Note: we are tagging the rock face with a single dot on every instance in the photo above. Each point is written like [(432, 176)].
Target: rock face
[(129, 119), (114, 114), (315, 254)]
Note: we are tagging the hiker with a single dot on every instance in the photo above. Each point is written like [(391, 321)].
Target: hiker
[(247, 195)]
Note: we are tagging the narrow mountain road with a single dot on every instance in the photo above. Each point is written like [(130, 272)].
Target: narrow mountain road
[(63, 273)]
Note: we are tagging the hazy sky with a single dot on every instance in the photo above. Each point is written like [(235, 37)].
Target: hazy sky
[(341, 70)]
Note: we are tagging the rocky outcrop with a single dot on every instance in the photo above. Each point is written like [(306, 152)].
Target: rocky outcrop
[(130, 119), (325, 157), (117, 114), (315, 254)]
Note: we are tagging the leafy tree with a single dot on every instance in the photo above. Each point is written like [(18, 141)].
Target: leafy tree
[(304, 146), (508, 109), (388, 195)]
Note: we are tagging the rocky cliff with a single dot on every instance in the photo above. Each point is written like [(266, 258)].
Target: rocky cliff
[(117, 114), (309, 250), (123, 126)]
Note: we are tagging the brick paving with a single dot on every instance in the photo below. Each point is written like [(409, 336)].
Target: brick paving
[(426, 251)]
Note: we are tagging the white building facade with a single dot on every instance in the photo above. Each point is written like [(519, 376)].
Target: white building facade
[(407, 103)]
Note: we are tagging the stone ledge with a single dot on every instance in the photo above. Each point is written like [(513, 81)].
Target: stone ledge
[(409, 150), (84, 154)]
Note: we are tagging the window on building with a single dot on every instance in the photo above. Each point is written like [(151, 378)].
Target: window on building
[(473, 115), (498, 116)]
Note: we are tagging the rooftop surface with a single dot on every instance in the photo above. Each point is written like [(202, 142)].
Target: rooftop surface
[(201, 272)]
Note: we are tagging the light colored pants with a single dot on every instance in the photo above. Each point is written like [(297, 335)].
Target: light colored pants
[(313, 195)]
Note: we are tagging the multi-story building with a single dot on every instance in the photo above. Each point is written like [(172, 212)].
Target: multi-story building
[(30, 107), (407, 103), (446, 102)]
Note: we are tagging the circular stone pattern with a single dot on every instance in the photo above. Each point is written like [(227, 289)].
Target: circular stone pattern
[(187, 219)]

• **Goal of the exercise**
The output should match the records above exactly, line for line.

• **Solution**
Note: we are tagging the rock face with a single dot on every instance in the photo above. Each point is written like [(432, 176)].
Target: rock face
[(129, 119), (114, 114), (315, 254)]
Note: we are tagging the hiker with a single dot on every instance in the photo above. Each point is written like [(391, 321)].
Target: hiker
[(247, 195)]
Note: we are tagging the narrow mountain road with a single dot on every instance in the photo above. Each point is written like [(130, 272)].
Target: narrow mountain road
[(63, 273)]
Note: we are tagging the hazy sky with a single dot on every instance in the photo above. Each point is written like [(235, 37)].
Target: hazy sky
[(341, 70)]
Note: we are tagging the rocky outcrop with a single dot on every instance in the photo above. Each point is written like [(306, 152)].
Target: rocky outcrop
[(130, 119), (325, 157), (117, 114), (315, 254)]
Note: we are tagging the leafy tree with a single dot on every instance in the photo above. Each point is written like [(18, 141)].
Target: leafy tree
[(304, 146), (508, 109), (388, 195)]
Note: we are tagging the rocky cliff with a single dot on every instance in the photo above. Each point is written like [(266, 258)].
Target: rocky cliff
[(117, 114), (309, 250), (123, 126)]
Note: we are tagging the brick paving with a single dot on every instance in the photo below. Each point is written like [(409, 336)].
Target: brick paving
[(426, 251)]
Note: we are tagging the white building facade with a single dot on every instance in the photo above. Each point is written like [(519, 376)].
Target: white building facade
[(407, 103)]
Note: we are tagging the stone ledge with a single dot on every instance in the photo above. Each point is written like [(513, 81)].
Target: stone ledge
[(409, 150), (84, 154)]
Note: we are tagging the window on building with a single dot on every instance in the photo above. Each point is written like [(151, 378)].
Target: window on building
[(473, 115), (498, 116)]
Note: we are tagging the rooftop surface with a single dot on every instance in the photo above. Each point is written like [(202, 142)].
Target: rooftop surface
[(201, 272)]
Note: we are tagging the light colored pants with a single dot on every instance in the photo above. Each point is written like [(297, 335)].
Target: light colored pants
[(313, 195)]
Note: we are tagging the multi-story building with a single dot on every instance in the photo above. Each point is written like [(172, 212)].
Target: multi-story building
[(30, 107), (407, 103), (446, 102)]
Note: we are tagging the circular stone pattern with a single dot on every instance in the photo above. Each point is written like [(227, 289)].
Target: circular stone pattern
[(187, 219)]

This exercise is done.